TRECHO FORNECIDO
Ora, esse salutar nível de exigência para uma prática pedagógica que ultrapasse a visão puramente instrumental, resumida à transmissão de conhecimentos e ao tarefismo de "dar aulas", precisa influenciar os programas oficiais de formação, a ser considerada em toda sua complexidade. Do contrário, a sensação que aos poucos vai se consolidando é de que novas e mais complexas atribuições são delegadas aos professores, sem que sejam acompanhadas das condições objetivas de realizá-las. Se, por um lado, esse grau de responsabilidade fortalece e revigora a função social do magistério e da própria escola, por outro, se não for muito bem articulado, poderá gerar fortes e perigosos sentimentos de frustração e de impotência.

Nesse aspecto, convém lembrar uma das contradições que estamos vivendo na conjuntura educacional: no momento em que o ato educativo se torna mais complexo e as exigências de escolarização mais presentes, ocorre um certo empobrecimento cultural e reduzem-se as metas e os objetivos da formação docente, evidenciando grande descompasso entre as políticas de formação e os objetivos proclamados de melhorar a qualidade da educação pública.

Analisemos essa afirmação considerando três aspectos: primeiro, os espaços de formação previstos na LDB; segundo, a categorização de professor ensejada pelos programas de formação e, terceiro, o modo operacional pelo qual as políticas e os programas de formação vêm se difundindo nos sistemas de ensino.

Ao analisarmos o Título VI da LDB – Dos profissionais da educação –, reconhecemos nele a síntese das normas sobre fundamentos, conceituação, níveis e espaços de formação. A mão do legislador cuidou, aparentemente, de dotar a lei de um leque multifacetado de opções, introduzindo algumas novidades, como os Institutos Superiores de Educação, e resgatando antigas imagens como as Escolas Normais. Não conseguiu se livrar de algumas ambigüidades e contradições oriundas, talvez, do violento processo de "enxugamento" imposto a esse título da lei, quando da tramitação do projeto entre a Câmara Federal e o Senado Nacional. Dessa forma registra-se na lei (artigo 62), em grau de paridade, que a formação do docente far-se-á em nível superior, em cursos de licenciatura plena, em universidades e institutos superiores de formação, sem qualquer prioridade para as licenciaturas que, historicamente, se diferenciam dos demais cursos de graduação, exatamente pela especificidade da formação para a docência.

A aplicabilidade da leitura do artigo nas políticas de governo concretiza-se com o esvaziamento das licenciaturas e a ênfase em "transformar" graduados em professores, da noite para o dia, mediante os cursos de complementação pedagógica. Paralelamente o Governo investe na regulamentação dos Institutos Superiores de Educação, a despeito de toda polêmica gerada no próprio Conselho Nacional de Educação e das argumentações e proposições de entidades representativas dos educadores.

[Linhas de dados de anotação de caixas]
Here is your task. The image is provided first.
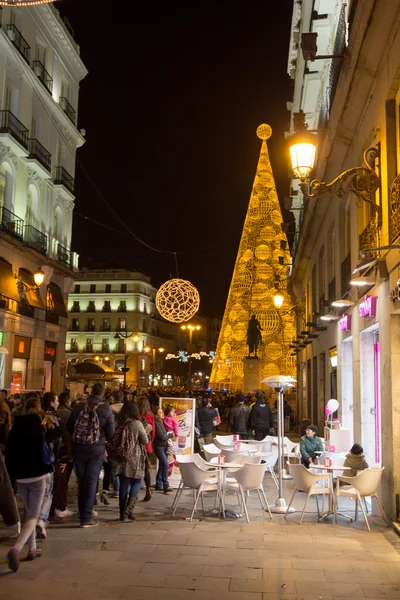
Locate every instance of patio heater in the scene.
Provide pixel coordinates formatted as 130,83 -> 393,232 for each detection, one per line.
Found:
261,375 -> 296,515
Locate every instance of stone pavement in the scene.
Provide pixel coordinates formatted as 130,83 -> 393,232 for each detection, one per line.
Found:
0,478 -> 400,600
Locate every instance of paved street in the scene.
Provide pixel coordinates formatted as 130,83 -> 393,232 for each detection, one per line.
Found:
0,480 -> 400,600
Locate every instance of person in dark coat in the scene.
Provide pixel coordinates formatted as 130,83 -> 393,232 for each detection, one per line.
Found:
67,383 -> 115,527
249,392 -> 274,441
229,394 -> 250,440
196,398 -> 218,444
6,396 -> 53,572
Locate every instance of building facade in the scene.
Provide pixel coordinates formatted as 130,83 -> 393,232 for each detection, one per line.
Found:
0,4 -> 87,392
66,269 -> 218,386
288,0 -> 400,520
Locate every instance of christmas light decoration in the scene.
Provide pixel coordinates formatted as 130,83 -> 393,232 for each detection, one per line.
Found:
156,279 -> 200,323
210,124 -> 296,390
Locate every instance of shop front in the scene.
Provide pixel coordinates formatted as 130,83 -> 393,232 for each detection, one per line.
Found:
11,335 -> 32,393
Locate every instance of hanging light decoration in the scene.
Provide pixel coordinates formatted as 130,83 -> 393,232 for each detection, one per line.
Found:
156,279 -> 200,323
0,0 -> 55,6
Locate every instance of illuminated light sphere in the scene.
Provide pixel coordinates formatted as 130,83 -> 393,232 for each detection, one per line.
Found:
257,123 -> 272,140
156,279 -> 200,323
0,0 -> 55,6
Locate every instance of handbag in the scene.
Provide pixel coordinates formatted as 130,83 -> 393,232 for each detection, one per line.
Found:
42,442 -> 55,465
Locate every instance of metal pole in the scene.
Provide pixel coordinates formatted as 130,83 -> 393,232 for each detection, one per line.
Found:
271,388 -> 295,515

OBJETIVOS
A. Diga se cada afirmação abaixo concorda com o trecho sobre formação docente, respondendo sim ou não e citando as palavras do trecho que decidem a questão. (i) O artigo 62 da LDB dá prioridade às licenciaturas. (ii) Os Institutos Superiores de Educação são apresentados como uma novidade da lei. (iii) A LDB extinguiu as Escolas Normais.
B. Responda às perguntas a seguir com base no trecho sobre formação docente.
(i) Quantos aspectos o texto propõe considerar na análise?
(ii) Qual título da LDB trata dos profissionais da educação?
(iii) Por meio de que cursos se busca transformar graduados em professores?
C. Reescreva a parte do trecho sobre formação docente que começa nas palavras "Ora, esse salutar" e termina depois de "e de impotência.", trocando "professores" por "docentes".

RESPOSTAS ESPERADAS
A.
(i) Não: "sem qualquer prioridade para as licenciaturas".
(ii) Sim: "introduzindo algumas novidades, como os Institutos Superiores de Educação".
(iii) Não: "resgatando antigas imagens como as Escolas Normais".

B.
(i) Três aspectos.
(ii) O Título VI.
(iii) Por meio dos cursos de complementação pedagógica.

C.
Ora, esse salutar nível de exigência para uma prática pedagógica que ultrapasse a visão puramente instrumental, resumida à transmissão de conhecimentos e ao tarefismo de "dar aulas", precisa influenciar os programas oficiais de formação, a ser considerada em toda sua complexidade. Do contrário, a sensação que aos poucos vai se consolidando é de que novas e mais complexas atribuições são delegadas aos docentes, sem que sejam acompanhadas das condições objetivas de realizá-las. Se, por um lado, esse grau de responsabilidade fortalece e revigora a função social do magistério e da própria escola, por outro, se não for muito bem articulado, poderá gerar fortes e perigosos sentimentos de frustração e de impotência.